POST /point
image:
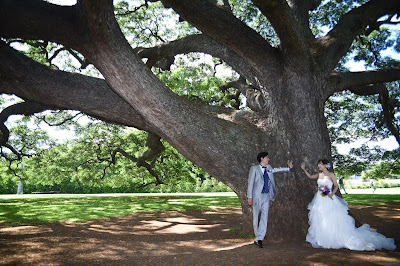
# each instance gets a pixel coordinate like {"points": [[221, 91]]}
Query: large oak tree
{"points": [[285, 85]]}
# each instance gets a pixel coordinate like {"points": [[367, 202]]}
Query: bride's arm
{"points": [[303, 166], [335, 185]]}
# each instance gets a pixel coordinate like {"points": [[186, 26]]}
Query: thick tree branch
{"points": [[92, 96], [254, 99], [331, 48], [345, 80], [292, 34], [222, 26], [197, 43]]}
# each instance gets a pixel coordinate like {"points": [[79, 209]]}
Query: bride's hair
{"points": [[325, 161]]}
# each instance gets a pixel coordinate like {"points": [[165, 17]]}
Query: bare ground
{"points": [[180, 238]]}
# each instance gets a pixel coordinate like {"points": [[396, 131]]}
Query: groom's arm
{"points": [[250, 186], [280, 170]]}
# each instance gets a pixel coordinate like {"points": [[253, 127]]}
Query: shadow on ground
{"points": [[180, 238]]}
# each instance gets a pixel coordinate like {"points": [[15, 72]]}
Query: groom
{"points": [[261, 189]]}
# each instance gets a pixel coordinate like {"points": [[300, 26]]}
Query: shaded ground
{"points": [[180, 238]]}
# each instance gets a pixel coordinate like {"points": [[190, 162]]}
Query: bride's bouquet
{"points": [[324, 190]]}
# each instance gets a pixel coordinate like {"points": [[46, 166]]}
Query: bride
{"points": [[330, 224]]}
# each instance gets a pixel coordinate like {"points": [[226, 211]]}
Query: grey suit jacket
{"points": [[256, 181]]}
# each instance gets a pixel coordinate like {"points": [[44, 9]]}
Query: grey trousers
{"points": [[260, 216]]}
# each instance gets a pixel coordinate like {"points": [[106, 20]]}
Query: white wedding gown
{"points": [[332, 227]]}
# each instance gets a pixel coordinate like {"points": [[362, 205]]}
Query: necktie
{"points": [[266, 179]]}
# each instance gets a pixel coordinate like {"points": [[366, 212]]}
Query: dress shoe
{"points": [[258, 243]]}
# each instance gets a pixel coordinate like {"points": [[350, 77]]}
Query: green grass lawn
{"points": [[57, 208], [371, 199], [33, 210]]}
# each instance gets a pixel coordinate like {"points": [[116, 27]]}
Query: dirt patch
{"points": [[180, 238]]}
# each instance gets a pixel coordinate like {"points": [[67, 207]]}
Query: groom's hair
{"points": [[261, 155]]}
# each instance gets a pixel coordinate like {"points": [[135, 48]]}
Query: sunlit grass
{"points": [[57, 209], [34, 210], [371, 199]]}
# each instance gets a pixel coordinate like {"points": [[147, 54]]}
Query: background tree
{"points": [[285, 75]]}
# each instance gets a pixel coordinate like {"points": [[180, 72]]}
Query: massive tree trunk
{"points": [[290, 84]]}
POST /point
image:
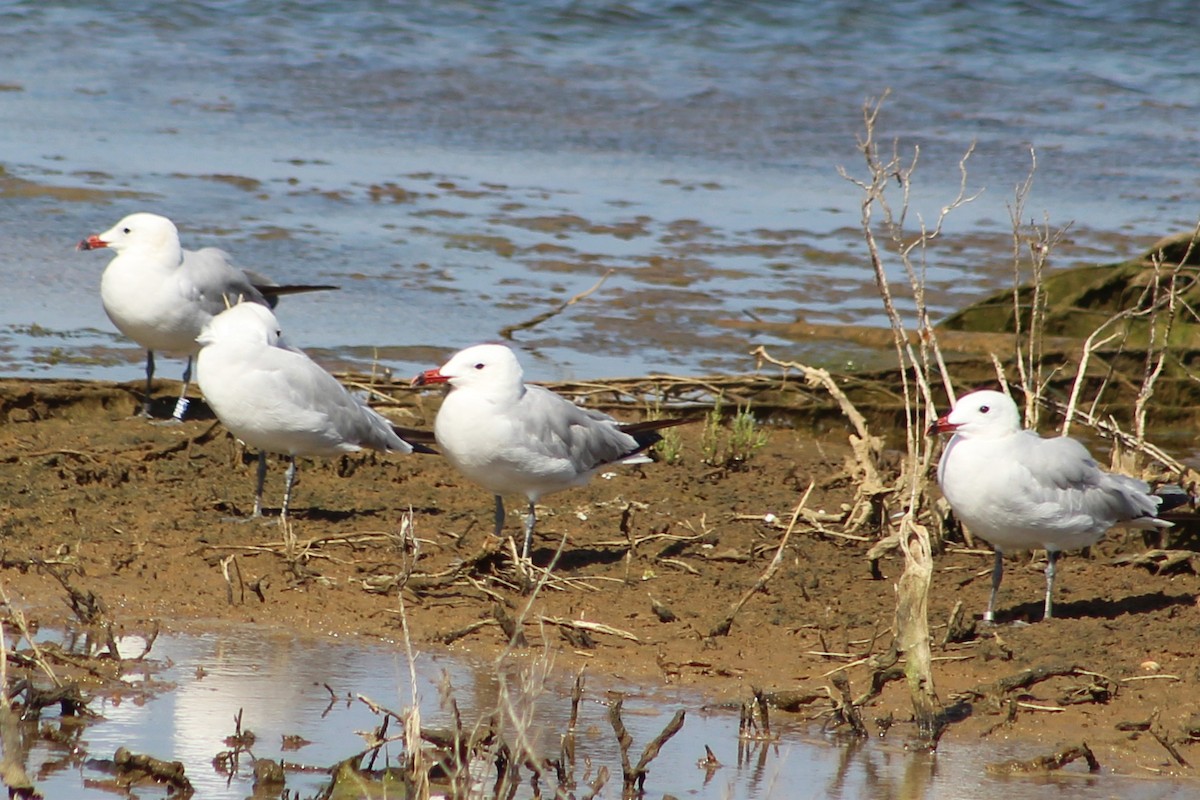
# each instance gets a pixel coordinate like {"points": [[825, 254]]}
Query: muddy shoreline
{"points": [[147, 517]]}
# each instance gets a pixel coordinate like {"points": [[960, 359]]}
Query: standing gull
{"points": [[1019, 491], [513, 438], [161, 295], [279, 400]]}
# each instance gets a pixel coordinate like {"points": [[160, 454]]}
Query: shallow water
{"points": [[283, 685], [460, 167]]}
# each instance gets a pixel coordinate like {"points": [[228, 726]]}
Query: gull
{"points": [[274, 397], [1019, 491], [515, 438], [161, 295]]}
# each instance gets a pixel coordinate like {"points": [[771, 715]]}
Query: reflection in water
{"points": [[184, 705]]}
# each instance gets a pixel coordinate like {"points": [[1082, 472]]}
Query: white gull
{"points": [[1019, 491], [276, 398], [161, 295], [514, 438]]}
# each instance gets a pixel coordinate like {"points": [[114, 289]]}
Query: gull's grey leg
{"points": [[181, 403], [1051, 569], [997, 575], [499, 516], [145, 397], [288, 480], [531, 521]]}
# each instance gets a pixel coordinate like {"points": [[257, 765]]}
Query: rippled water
{"points": [[463, 166], [288, 686]]}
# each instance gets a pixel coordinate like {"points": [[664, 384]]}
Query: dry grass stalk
{"points": [[509, 330], [724, 626], [12, 767], [865, 447], [917, 364]]}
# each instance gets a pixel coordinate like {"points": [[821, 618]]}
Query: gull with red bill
{"points": [[161, 295], [1019, 491], [516, 438], [276, 398]]}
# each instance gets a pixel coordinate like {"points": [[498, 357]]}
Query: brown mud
{"points": [[147, 517]]}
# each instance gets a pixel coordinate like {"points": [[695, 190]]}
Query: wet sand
{"points": [[144, 516]]}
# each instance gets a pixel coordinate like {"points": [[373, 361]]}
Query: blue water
{"points": [[183, 704], [691, 148]]}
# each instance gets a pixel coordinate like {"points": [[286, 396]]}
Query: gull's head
{"points": [[247, 323], [145, 232], [984, 414], [484, 367]]}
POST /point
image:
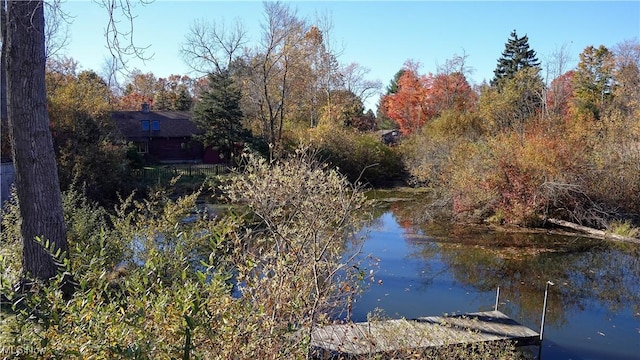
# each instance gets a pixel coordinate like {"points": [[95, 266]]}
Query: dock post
{"points": [[544, 307]]}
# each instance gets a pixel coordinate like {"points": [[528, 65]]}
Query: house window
{"points": [[142, 147]]}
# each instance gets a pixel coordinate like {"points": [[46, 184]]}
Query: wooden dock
{"points": [[392, 336]]}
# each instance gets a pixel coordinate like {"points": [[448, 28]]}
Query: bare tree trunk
{"points": [[37, 183]]}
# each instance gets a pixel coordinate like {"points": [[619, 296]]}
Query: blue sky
{"points": [[378, 35]]}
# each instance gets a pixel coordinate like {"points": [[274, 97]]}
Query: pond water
{"points": [[430, 268]]}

• **Problem to work on**
Give the material again exactly as it is, but keep the pictures out.

• **Completed task**
POST /point
image:
# each instance gets a pixel coordinate like {"points": [[221, 91]]}
Query: large oak tree
{"points": [[285, 85]]}
# each instance gets a pixel coordinate like {"points": [[367, 202]]}
Query: bride's arm
{"points": [[303, 166], [335, 185]]}
# each instance gets a pixel coordinate like {"points": [[186, 26]]}
Query: thick tree branch
{"points": [[92, 96], [254, 99], [331, 48], [345, 80], [292, 34], [222, 26], [197, 43]]}
# each instance gets a pixel coordinate like {"points": [[79, 209]]}
Query: bride's hair
{"points": [[325, 161]]}
# each instance gets a pixel coordinate like {"points": [[165, 17]]}
Query: bare ground
{"points": [[180, 238]]}
# each instance gets a pixel coordinate like {"points": [[396, 131]]}
Query: groom's arm
{"points": [[250, 186], [280, 170]]}
# each instance gets a pixel coordinate like {"points": [[253, 127]]}
Query: shadow on ground
{"points": [[180, 238]]}
# each instance gets a pixel coordinate like {"points": [[15, 72]]}
Query: groom
{"points": [[261, 189]]}
# each instance gets a pixel coordinate like {"points": [[300, 26]]}
Query: shaded ground
{"points": [[180, 238]]}
# each instance gets a pixel coordinate like {"points": [[190, 162]]}
Query: bride's bouquet
{"points": [[324, 190]]}
# each instance gets a pixel coordinate like {"points": [[46, 166]]}
Query: bride
{"points": [[330, 224]]}
# each instance gets a pixel coordinate like {"points": [[226, 211]]}
Query: grey suit jacket
{"points": [[256, 181]]}
# each instance gets a pixel coordinate like {"points": [[44, 9]]}
Query: grey trousers
{"points": [[260, 216]]}
# each instance gets a pixel coordinate like {"points": [[106, 20]]}
Query: white wedding gown
{"points": [[332, 227]]}
# each instance gets a pixel coordinate like {"points": [[362, 205]]}
Query: necktie
{"points": [[266, 179]]}
# each instance gets a pixel coordinate like {"points": [[366, 212]]}
Query: dress shoe
{"points": [[258, 243]]}
# each instance gets a pixel coordinate like {"points": [[350, 77]]}
Query: green grass lawn
{"points": [[57, 208], [371, 199], [33, 210]]}
# each instance gets a pixel coordinate like {"points": [[116, 27]]}
Query: dirt patch
{"points": [[180, 238]]}
# each instance gets a pixel coordinate like {"points": [[67, 207]]}
Query: groom's hair
{"points": [[261, 155]]}
# each instance gets a pixel coordinate like {"points": [[135, 48]]}
Query: sunlit grass
{"points": [[57, 209], [34, 210], [371, 199]]}
# each instance gets a pixel coordinate like {"points": [[147, 54]]}
Query: background tree
{"points": [[285, 75]]}
# each instance gets a pixel coordinate like {"points": [[180, 72]]}
Query: massive tree trunk
{"points": [[290, 84]]}
POST /point
image:
# each instance gets a pixel coordinate like {"points": [[825, 254]]}
Query: muddy shoreline
{"points": [[147, 517]]}
# each instance gets a pixel coordinate like {"points": [[960, 359]]}
Query: standing gull
{"points": [[1019, 491], [513, 438], [161, 295], [279, 400]]}
# each instance gets a pixel coordinate like {"points": [[160, 454]]}
Query: shallow water
{"points": [[283, 685], [460, 167]]}
# each instance gets a pixel coordinate like {"points": [[228, 726]]}
Query: gull
{"points": [[274, 397], [1019, 491], [515, 438], [161, 295]]}
# each instance gets a pixel coordinate like {"points": [[771, 715]]}
Query: reflection in water
{"points": [[184, 705]]}
# each instance gets a pixel coordinate like {"points": [[1082, 472]]}
Query: white gull
{"points": [[1019, 491], [276, 398], [161, 295], [514, 438]]}
# each instance gets a pixel coordinate like {"points": [[114, 289]]}
Query: gull's grey leg
{"points": [[181, 403], [1051, 569], [997, 575], [499, 516], [145, 397], [288, 480], [531, 521]]}
# each instance gets a pixel coordinate like {"points": [[257, 765]]}
Query: rippled water
{"points": [[463, 166], [288, 686]]}
# each instance gets a pixel coordinate like {"points": [[664, 384]]}
Query: dry grass stalk
{"points": [[509, 330], [724, 626], [12, 767], [865, 447], [917, 364]]}
# each instance gets a pixel coordinate like {"points": [[821, 618]]}
Query: gull with red bill
{"points": [[161, 295], [1019, 491], [516, 438], [276, 398]]}
# each instance gets a pixel coordinate like {"points": [[498, 357]]}
Query: brown mud
{"points": [[147, 517]]}
# each instance gets a pixel coordinate like {"points": [[695, 190]]}
Query: wet sand
{"points": [[144, 516]]}
# each instance gets a pixel coordinate like {"points": [[373, 361]]}
Query: blue water
{"points": [[183, 704], [691, 148]]}
# each instance gets a pixel coordinate like {"points": [[286, 396]]}
Query: gull's head
{"points": [[247, 323], [145, 232], [984, 414], [484, 367]]}
POST /point
image:
# each instance gets a pixel coordinate like {"points": [[95, 266]]}
Query: dock post
{"points": [[544, 307]]}
# each instance gets a pixel coordinate like {"points": [[528, 65]]}
Query: house window
{"points": [[142, 147]]}
# each instance gets a pixel coordinate like {"points": [[46, 184]]}
Query: wooden dock
{"points": [[392, 336]]}
# each instance gets a pixel coordinate like {"points": [[448, 28]]}
Query: bare tree trunk
{"points": [[37, 183]]}
# each instance gets a pixel coordinate like {"points": [[619, 296]]}
Query: blue sky
{"points": [[378, 35]]}
# each instance gets a pixel coordinate like {"points": [[274, 97]]}
Query: pond water
{"points": [[430, 268]]}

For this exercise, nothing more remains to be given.